#### PROVIDED TEXT ####
Check your ego at the door. And by this I mean, don’t assume that medical necessity is defined strictly by what you think is medically necessary. I read so many appeal letters that say “Jill needs X because it is medically necessary for her condition.” This is worthless. The appeal is not a note from the doctor getting Jane out of work for the day. If the fact that there exists a doctor that thinks that X is medically necessary were sufficient, nothing would ever get rejected and there would be no need for an appeals system. Maybe some doctors would like this, but it is a recipe for a bankrupt medical system.
Insurance companies ration care. It’s what they do. They do not assume that just because you think it is necessary that it actually is, and perhaps more important to understand, they do they allow reviewers to make arguments on that basis. Your appeal letter must describe and defend your case. Don’t take it personally, its just the way the appeals process works.
Don’t write illegibly. And if you do, type or dictate your notes. A pile of illegible papers does not a good appeal make.
Don’t quit after one appeal. If you get rejected once but you really believe in the issue, appeal again. Remember, its not until a second appeal that the case gets considered outside of insurance guidelines, or when something that could be considered experimental might get approved. If you always quit after one attempt, lots of things that might get approved don’t. Is this system designed to approve fewer things? Maybe. But if you want to win, you have to do it twice. If you write a good appeal letter the first time, there is no reason you can’t just send in the same appeal again. If what you want to do is a little grey, your justification of what you want to do may not even get considered until the second appeal, because the first review is just about guidelines. A good example would be using a novel chemotherapeutic for recurrent ovarian cancer. If it doesn’t fit the guidelines (which are still pretty good documents – see part 1), it probably won’t go through on the first appeal.
Don’t have your patients write appeals. While patients write passionate appeal letters, they almost never have useful information in them. The kinds of things that patients write have almost nothing to do with the appeals process. The fact that they paid their premiums for years and are super pissed that X was not paid for is completely irrelevant. The only thing a patient can do that is helpful is to describe the case better than it was described in the medical records. If your records are good, this shouldn’t be an issue, and usually patients have a hard time describing the case in an objective way. A patient can almost never actually defend the medical care, which is usually what is needed, because they don’t have the background to do it.
And if you really want to be a master of winning appeals, become a peer reviewer. In the four years that I have been doing this, not only have I made extra money, but I have learned this system inside and out. It has given me a better understanding of what it takes to really justify what one is doing, and in doing so has made me a better doctor. I have a much better idea of what will go through and what will be scrutinized, and can explain those things to patients in a way that makes sense. It has also forced me to keep up on the literature in my field, even in areas that I might not typically read in.
When good doctors become peer reviewers, they help the system work the way it should. Maybe you should do it too!
####
# WORK ORDER A
Answer these questions from the advice on insurance appeals:
(i) How many years has the writer been doing peer review?
(ii) What example is given of a treatment that probably won't be approved on the first appeal?
(iii) What is the only helpful thing a patient can do, according to the text?
# WORK ORDER B
Write out the part of the appeals advice between "Insurance companies ration" and "appeals process works.", inclusive, word for word.
#### INFORMATION PROVIDED ####
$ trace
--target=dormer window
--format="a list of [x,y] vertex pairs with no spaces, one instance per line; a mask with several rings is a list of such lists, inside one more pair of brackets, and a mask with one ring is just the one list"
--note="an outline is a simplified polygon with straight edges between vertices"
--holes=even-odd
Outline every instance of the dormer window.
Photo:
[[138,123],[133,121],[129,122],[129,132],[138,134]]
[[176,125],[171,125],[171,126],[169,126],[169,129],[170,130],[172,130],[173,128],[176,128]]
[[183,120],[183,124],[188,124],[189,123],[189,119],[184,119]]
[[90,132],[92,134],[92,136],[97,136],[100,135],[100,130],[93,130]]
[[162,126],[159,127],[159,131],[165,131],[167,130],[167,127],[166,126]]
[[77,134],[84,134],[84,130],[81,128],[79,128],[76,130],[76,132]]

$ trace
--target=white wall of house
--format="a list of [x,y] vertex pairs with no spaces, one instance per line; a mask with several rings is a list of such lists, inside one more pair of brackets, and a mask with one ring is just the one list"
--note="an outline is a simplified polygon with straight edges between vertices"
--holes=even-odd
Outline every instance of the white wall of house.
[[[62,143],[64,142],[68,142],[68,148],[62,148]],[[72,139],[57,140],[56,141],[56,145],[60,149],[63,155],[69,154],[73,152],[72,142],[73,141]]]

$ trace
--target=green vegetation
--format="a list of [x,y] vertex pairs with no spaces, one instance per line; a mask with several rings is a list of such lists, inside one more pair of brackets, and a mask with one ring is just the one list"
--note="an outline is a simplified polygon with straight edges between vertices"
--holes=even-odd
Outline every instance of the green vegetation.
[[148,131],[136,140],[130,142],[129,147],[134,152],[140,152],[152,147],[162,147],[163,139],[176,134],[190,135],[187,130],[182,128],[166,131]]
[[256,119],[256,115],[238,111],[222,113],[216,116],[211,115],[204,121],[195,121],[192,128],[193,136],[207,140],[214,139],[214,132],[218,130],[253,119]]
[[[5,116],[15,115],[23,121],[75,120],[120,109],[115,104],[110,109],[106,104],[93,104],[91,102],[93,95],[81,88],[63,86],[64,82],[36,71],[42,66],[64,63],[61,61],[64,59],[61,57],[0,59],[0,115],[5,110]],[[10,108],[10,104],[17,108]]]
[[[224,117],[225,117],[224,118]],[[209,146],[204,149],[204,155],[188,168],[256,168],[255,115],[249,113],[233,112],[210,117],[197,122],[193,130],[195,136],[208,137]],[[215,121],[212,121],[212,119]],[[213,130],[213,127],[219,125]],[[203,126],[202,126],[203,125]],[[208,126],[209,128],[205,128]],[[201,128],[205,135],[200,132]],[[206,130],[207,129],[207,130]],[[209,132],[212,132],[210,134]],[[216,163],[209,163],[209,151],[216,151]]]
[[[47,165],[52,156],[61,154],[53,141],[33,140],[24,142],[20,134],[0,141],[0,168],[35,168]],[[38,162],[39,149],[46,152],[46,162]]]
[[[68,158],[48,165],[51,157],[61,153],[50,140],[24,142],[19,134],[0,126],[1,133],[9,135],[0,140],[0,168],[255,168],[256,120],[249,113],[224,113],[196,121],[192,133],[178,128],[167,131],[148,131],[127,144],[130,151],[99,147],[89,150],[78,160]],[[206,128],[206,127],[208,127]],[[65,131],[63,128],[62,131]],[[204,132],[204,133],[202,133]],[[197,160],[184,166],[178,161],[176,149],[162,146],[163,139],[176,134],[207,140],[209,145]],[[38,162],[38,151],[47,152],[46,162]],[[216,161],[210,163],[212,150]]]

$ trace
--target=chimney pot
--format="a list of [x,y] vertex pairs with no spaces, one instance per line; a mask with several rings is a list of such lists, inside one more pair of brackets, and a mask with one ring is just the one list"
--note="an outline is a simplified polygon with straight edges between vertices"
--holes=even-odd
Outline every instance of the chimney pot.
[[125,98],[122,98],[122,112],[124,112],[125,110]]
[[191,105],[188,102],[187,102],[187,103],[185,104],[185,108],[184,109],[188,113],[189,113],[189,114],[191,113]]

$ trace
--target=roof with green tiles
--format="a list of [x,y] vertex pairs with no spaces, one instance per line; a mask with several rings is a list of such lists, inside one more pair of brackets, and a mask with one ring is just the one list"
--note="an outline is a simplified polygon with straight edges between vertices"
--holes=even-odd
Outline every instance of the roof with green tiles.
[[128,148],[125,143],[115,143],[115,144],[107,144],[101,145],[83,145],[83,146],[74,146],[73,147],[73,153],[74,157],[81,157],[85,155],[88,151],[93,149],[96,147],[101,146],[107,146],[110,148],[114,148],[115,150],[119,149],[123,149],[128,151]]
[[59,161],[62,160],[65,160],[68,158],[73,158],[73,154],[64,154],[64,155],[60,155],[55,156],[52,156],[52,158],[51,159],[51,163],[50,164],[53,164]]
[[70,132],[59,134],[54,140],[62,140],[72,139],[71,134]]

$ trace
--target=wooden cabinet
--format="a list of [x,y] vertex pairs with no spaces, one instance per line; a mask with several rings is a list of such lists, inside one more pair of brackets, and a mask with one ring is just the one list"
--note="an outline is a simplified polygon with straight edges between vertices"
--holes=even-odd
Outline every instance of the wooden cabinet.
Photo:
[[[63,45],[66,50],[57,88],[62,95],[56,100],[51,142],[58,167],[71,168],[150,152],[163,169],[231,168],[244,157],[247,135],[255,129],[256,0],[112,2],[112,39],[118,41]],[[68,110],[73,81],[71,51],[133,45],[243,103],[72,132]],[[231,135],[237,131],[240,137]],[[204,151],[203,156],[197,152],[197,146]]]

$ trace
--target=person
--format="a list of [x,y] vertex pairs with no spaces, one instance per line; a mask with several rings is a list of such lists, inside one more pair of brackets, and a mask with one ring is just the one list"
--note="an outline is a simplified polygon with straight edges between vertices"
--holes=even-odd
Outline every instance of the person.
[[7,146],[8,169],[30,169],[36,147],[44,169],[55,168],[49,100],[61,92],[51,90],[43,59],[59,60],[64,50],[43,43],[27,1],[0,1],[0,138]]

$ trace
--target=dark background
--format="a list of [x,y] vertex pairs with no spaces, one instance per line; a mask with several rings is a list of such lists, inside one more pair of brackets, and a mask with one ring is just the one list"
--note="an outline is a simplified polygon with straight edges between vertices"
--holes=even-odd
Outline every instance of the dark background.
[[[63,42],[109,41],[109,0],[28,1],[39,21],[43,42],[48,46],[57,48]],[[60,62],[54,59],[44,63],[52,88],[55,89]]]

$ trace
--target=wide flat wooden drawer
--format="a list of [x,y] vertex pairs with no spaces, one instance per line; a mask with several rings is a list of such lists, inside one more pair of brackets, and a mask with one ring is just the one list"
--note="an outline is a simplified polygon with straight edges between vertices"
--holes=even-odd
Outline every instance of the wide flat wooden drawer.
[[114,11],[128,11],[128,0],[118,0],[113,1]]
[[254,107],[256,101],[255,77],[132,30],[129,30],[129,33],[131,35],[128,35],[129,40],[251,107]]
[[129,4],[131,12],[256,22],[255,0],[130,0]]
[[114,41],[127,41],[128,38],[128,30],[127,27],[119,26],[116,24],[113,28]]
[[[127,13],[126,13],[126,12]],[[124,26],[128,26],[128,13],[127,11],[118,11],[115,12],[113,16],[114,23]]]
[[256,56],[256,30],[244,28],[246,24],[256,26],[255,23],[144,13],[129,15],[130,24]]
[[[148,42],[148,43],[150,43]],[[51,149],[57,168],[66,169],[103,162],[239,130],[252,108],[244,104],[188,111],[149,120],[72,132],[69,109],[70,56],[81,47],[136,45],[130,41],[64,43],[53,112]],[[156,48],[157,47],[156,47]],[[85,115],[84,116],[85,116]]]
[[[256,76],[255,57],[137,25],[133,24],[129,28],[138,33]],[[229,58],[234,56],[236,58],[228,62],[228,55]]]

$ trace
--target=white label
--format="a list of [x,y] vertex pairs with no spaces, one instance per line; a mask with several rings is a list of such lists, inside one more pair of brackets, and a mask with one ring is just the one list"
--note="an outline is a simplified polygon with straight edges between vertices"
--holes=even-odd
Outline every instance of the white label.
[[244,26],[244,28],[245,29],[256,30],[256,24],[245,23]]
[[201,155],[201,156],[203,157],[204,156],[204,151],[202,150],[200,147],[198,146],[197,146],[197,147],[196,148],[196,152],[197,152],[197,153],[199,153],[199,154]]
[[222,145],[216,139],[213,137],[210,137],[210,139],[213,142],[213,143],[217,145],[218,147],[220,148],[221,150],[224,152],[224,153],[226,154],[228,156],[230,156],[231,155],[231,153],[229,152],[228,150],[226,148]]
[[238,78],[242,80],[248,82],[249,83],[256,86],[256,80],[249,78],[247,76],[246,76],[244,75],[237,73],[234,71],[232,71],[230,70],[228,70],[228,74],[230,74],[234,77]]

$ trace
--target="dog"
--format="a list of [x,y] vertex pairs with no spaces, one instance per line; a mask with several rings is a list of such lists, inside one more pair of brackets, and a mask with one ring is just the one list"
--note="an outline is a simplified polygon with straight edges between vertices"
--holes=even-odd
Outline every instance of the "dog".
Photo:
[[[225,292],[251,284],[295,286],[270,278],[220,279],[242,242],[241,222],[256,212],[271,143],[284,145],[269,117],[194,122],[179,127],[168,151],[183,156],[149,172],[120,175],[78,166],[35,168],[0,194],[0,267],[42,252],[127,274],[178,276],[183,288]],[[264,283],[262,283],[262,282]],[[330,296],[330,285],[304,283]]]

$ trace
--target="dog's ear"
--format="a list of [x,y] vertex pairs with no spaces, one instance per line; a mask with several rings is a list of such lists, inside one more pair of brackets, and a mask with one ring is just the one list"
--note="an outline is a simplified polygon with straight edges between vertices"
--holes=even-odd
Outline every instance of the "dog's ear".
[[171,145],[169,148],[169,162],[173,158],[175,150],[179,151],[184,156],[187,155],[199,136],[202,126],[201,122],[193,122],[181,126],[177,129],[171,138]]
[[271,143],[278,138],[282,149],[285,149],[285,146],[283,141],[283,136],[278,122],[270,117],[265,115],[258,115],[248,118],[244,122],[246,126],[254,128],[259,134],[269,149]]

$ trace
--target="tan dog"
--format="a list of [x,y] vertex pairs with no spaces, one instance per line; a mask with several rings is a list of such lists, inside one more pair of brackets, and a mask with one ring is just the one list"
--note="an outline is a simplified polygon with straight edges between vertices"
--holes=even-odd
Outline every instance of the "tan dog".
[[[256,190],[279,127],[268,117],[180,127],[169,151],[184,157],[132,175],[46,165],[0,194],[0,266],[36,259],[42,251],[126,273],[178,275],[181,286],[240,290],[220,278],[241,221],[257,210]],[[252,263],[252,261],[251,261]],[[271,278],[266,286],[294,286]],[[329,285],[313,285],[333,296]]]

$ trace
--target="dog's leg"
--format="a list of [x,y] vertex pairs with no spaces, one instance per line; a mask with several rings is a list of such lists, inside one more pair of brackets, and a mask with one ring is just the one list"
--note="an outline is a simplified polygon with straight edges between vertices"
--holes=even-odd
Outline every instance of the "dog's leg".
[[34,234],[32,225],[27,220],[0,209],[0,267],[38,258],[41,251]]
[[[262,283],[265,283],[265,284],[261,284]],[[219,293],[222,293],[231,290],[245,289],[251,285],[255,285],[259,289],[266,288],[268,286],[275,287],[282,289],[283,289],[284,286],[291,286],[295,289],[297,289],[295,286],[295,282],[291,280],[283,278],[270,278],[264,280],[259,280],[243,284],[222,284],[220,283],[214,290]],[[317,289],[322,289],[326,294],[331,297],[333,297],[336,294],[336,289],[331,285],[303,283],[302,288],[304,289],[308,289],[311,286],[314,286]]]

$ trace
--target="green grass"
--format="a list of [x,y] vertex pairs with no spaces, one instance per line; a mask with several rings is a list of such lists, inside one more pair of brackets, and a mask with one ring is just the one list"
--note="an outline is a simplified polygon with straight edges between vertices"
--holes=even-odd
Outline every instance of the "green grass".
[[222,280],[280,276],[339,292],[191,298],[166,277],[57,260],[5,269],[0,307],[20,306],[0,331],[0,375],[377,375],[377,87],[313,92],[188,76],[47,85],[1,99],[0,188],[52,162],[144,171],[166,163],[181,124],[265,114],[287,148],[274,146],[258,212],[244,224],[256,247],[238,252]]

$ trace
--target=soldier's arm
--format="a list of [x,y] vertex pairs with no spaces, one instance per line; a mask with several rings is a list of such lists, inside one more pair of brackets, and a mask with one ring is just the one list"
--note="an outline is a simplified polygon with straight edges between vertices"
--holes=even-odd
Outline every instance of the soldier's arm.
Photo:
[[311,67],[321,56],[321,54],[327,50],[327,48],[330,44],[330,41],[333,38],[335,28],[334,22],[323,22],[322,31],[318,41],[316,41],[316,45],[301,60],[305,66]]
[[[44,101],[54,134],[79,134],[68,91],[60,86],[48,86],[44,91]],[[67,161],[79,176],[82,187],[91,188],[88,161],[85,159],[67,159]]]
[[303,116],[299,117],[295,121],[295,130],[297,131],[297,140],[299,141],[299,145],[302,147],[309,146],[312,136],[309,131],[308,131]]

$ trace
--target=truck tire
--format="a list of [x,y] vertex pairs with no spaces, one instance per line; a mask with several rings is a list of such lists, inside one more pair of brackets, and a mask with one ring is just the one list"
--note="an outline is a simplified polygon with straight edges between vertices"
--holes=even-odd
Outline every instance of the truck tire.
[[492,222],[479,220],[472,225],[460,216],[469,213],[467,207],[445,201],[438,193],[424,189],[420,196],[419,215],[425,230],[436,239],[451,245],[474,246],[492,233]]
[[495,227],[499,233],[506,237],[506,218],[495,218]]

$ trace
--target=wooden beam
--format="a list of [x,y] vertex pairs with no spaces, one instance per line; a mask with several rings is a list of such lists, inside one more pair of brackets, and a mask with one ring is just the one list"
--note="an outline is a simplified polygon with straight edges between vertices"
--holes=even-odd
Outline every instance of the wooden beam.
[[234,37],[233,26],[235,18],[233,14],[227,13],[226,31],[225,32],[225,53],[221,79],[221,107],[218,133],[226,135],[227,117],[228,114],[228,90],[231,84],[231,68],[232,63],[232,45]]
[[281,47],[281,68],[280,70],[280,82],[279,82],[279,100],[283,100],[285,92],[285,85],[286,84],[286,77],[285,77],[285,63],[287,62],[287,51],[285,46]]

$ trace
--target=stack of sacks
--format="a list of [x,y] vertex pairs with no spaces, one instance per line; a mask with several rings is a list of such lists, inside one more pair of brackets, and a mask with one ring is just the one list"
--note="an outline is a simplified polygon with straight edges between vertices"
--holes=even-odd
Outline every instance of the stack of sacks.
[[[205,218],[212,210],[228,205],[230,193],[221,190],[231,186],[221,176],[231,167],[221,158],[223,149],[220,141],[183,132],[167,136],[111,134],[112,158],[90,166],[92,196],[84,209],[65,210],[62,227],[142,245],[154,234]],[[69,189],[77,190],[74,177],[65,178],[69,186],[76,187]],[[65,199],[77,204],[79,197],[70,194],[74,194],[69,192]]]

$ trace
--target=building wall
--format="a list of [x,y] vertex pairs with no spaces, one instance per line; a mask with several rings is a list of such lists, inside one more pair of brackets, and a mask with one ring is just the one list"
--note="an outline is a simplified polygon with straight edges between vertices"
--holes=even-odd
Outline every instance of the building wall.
####
# EXERCISE RESPONSE A
(i) Four years.
(ii) Using a novel chemotherapeutic for recurrent ovarian cancer.
(iii) Describe the case better than it was described in the medical records.

# EXERCISE RESPONSE B
Insurance companies ration care. It’s what they do. They do not assume that just because you think it is necessary that it actually is, and perhaps more important to understand, they do they allow reviewers to make arguments on that basis. Your appeal letter must describe and defend your case. Don’t take it personally, its just the way the appeals process works.